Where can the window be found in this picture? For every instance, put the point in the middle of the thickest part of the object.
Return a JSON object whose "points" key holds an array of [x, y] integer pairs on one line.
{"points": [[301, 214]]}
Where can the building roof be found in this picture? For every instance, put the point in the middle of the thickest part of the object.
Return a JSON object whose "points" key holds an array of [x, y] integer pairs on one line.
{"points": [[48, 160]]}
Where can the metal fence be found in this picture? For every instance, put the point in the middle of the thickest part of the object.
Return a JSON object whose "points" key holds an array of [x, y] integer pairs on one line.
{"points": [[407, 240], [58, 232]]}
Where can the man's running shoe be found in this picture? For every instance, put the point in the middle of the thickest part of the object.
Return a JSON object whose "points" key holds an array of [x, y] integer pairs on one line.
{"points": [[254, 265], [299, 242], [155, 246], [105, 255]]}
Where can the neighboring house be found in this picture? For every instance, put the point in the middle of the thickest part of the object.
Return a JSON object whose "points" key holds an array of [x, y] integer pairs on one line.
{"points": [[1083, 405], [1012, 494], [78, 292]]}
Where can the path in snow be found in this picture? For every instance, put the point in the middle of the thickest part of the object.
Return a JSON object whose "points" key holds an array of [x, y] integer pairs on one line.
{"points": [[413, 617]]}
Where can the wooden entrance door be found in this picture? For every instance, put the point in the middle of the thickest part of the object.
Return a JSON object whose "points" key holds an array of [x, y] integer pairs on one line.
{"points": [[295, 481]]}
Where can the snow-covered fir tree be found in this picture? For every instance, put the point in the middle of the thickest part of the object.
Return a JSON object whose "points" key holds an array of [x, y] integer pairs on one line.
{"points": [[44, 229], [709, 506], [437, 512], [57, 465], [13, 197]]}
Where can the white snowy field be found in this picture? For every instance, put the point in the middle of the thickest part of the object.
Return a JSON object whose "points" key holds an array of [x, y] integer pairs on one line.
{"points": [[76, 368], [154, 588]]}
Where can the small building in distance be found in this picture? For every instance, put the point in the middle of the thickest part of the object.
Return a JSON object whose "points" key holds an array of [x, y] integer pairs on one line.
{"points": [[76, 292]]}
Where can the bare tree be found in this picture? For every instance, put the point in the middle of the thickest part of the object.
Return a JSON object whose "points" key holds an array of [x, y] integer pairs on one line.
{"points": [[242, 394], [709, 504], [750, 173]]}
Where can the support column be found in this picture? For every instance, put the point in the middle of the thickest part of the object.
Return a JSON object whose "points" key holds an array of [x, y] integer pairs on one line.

**WHAT TO DO**
Reproduce the material precisely, including every line.

**THE RESPONSE**
Where can the window be found in this picture? For every instance, put the point in the middle of the thickest part of the object.
Return a JSON object whose "points" key holds an array of [x, y] integer pairs on one line.
{"points": [[301, 214]]}
Where can the building roof be found in this picture? For every instance, put the point in the middle of the thickest part of the object.
Return a JSON object whose "points" key holds an array of [x, y] integer pairs on one line.
{"points": [[48, 160]]}
Where can the metal fence be found in this picture? For every instance, put the point in the middle of the thickest part of the object.
Return a JSON object whose "points" key holds an array of [x, y] integer pairs on one line.
{"points": [[407, 240], [58, 232]]}
Where can the man's running shoe be found in this picture? For every instance, put the point in the middle of the thickest part of the object.
Return a JSON object whose "points" key holds an array of [x, y] integer pairs on one line.
{"points": [[254, 265], [299, 242], [155, 246], [105, 255]]}
Where can the neighboring house be found in this picture? For every instance, put the point in the middle of the thickest part of the object.
Return a JSON object whose "points" key holds an array of [x, y] integer pairs on one line.
{"points": [[1083, 405], [1012, 494], [78, 292]]}
Where can the path in snow be found in this picture? For every instance, put the point in the middle of the thickest part of the object.
Return a JSON object whose "points" key holds an array of [x, y] integer pairs on one line.
{"points": [[413, 617]]}
Where can the wooden entrance door be found in this picture? For every instance, put the point in the middle of the thickest part of the object.
Return a JSON object whose "points" key holds an array of [x, y] integer pairs on one line.
{"points": [[295, 481]]}
Where can the snow-covered fir tree be found in this picture? For every instance, put the point in the middle of the thickest part of the object.
Return a JSON object whose "points" key holds an array of [x, y] integer pairs on one line.
{"points": [[44, 229], [709, 506], [437, 512], [57, 465], [13, 197]]}
Where can the white snowy field be found in this picture? For every instance, put the point in the middle of the thickest part of the object.
Return a JSON object whose "points" key holds an array of [x, y] integer pairs on one line.
{"points": [[76, 368], [154, 588]]}
Where can the small building in distance be found in this picture? For every instance, put the point in the middle of the thickest part of the object.
Return a JSON object whose "points" key holds an array of [x, y] integer pairs on one line.
{"points": [[76, 292]]}
Where can the bare tree be found in this picture? For every instance, put the point in the middle of the thickest part of the object.
Return a JSON object whose "points" key holds an array of [x, y] integer pairs on one line.
{"points": [[242, 394], [709, 504], [750, 173]]}
Where can the support column be found in this picture? For every instance, put the point in the middle of the thickest part of the object.
Return a JSON object whose "points" key holds an array of [x, y] integer pairs on one line.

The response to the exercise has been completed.